(Point annotation records)

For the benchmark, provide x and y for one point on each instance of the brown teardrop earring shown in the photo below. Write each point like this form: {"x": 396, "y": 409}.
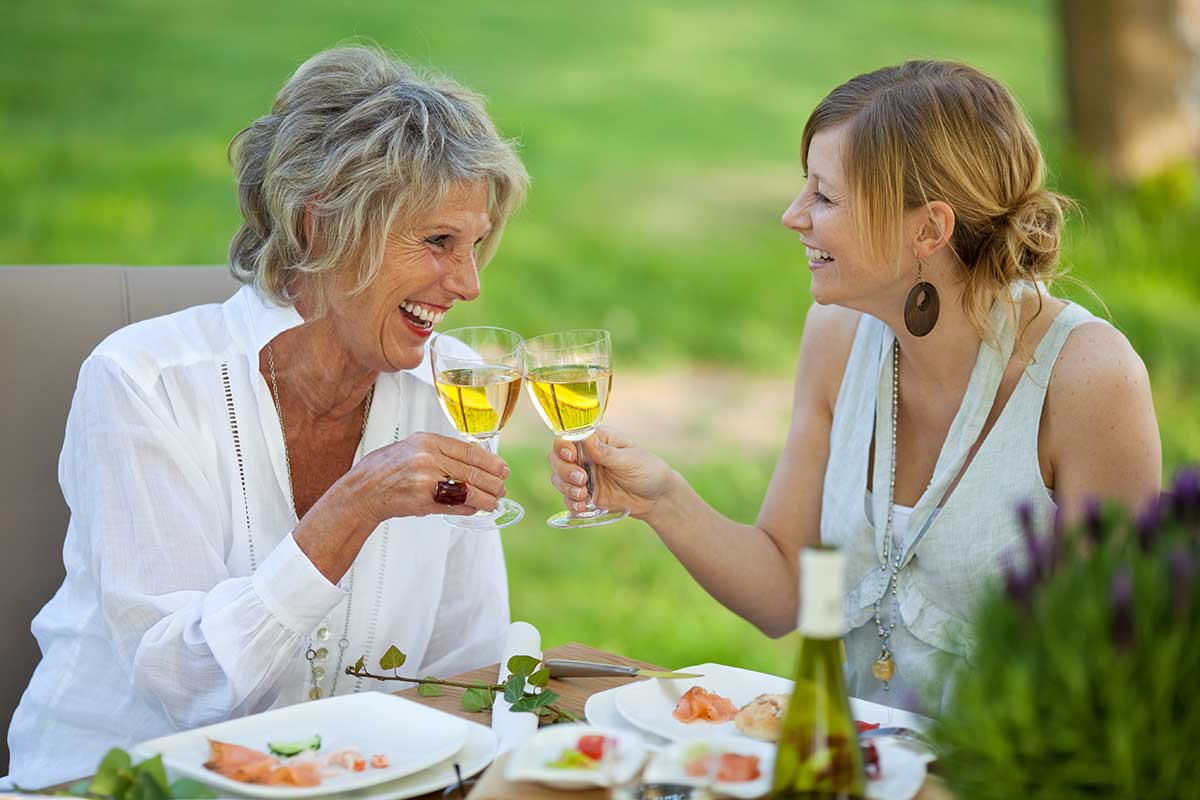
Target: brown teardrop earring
{"x": 922, "y": 306}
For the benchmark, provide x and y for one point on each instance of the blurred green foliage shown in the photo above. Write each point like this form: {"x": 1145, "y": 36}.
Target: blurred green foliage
{"x": 663, "y": 139}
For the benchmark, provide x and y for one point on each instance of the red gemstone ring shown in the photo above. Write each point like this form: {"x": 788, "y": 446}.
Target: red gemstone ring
{"x": 450, "y": 492}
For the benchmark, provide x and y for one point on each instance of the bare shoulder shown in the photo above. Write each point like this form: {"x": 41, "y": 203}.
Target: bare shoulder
{"x": 828, "y": 337}
{"x": 1097, "y": 366}
{"x": 1099, "y": 422}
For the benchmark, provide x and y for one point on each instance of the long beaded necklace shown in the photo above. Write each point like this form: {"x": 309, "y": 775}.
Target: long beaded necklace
{"x": 885, "y": 667}
{"x": 317, "y": 650}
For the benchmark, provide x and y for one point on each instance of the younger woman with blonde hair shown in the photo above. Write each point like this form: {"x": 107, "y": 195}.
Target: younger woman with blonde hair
{"x": 939, "y": 388}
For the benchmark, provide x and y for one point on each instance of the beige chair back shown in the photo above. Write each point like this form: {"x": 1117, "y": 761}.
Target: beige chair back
{"x": 51, "y": 318}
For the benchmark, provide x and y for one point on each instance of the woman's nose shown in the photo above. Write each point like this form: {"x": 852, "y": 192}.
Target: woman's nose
{"x": 796, "y": 216}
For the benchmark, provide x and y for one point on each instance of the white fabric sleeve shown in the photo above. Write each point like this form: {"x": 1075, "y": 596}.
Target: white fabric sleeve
{"x": 473, "y": 613}
{"x": 204, "y": 644}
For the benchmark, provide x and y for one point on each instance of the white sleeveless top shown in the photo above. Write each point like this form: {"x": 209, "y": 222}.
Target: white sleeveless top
{"x": 952, "y": 554}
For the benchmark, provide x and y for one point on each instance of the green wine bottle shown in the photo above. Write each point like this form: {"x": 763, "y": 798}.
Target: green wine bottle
{"x": 819, "y": 756}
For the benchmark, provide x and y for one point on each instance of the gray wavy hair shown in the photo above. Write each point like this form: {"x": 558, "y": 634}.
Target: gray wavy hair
{"x": 363, "y": 142}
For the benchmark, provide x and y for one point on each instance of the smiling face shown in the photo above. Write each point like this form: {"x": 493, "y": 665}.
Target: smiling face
{"x": 843, "y": 272}
{"x": 427, "y": 268}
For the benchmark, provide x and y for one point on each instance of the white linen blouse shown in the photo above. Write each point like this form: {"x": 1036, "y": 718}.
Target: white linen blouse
{"x": 186, "y": 599}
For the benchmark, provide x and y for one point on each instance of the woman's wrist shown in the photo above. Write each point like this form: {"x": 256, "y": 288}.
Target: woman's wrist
{"x": 670, "y": 504}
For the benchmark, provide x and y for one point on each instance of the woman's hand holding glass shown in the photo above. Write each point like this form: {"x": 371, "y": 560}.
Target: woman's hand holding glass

**WHAT TO WORK ON**
Repeat exactly, and only, the lines from the one containing "the white linen" through the end of the material.

**WRITTEN SOLUTION**
For the benchmark, provide x and y for one point on each instance of the white linen blouse shown in the photo above. Write each point like this form: {"x": 1036, "y": 718}.
Target: white linen blouse
{"x": 186, "y": 599}
For the benchmark, provide x and y for one point on each instance of the woman's wrist shown in the photo above. Write each point like this form: {"x": 256, "y": 288}.
Target: woman's wrist
{"x": 670, "y": 504}
For the benchmark, provide x and y for one point on each instance of the woman's hand holding glass shown in the photo above. Write each point like this form: {"x": 371, "y": 560}.
Target: woman's hand holding glass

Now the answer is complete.